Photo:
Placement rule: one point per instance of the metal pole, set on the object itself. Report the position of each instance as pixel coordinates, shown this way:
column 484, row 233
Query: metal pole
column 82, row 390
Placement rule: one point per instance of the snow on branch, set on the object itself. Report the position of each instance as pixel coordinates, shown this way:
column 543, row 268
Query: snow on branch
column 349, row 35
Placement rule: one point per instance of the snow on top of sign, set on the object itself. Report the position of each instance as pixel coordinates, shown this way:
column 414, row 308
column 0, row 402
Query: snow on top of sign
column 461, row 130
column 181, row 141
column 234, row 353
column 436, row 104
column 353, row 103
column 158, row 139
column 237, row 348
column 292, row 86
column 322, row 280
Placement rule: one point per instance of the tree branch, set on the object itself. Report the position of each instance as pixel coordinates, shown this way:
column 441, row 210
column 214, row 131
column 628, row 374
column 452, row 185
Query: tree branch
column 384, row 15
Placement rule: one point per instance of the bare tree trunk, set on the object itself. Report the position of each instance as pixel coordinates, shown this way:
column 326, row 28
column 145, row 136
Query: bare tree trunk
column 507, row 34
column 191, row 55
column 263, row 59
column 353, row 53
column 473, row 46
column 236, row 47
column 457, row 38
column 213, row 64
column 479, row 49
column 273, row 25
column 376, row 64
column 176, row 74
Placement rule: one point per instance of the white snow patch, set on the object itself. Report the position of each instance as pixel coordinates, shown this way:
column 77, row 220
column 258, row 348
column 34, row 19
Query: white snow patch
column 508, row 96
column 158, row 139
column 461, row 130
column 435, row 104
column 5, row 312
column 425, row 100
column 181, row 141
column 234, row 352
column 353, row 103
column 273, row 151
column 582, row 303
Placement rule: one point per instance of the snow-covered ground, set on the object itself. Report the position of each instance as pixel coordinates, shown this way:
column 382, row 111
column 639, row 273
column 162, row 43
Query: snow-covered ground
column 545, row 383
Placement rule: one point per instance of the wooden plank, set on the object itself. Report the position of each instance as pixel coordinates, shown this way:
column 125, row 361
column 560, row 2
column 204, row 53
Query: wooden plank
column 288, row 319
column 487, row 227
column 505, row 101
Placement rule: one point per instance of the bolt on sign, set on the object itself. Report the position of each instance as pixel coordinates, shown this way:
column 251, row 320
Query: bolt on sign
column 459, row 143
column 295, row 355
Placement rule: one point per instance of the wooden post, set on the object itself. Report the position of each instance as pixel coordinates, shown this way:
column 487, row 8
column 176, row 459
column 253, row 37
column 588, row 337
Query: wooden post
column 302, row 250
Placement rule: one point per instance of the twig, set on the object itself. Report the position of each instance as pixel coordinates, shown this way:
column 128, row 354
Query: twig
==*==
INSTRUCTIONS TO FOLLOW:
Count the lines in the material above where the string "twig" appears, then state only that count.

RESPONSE:
2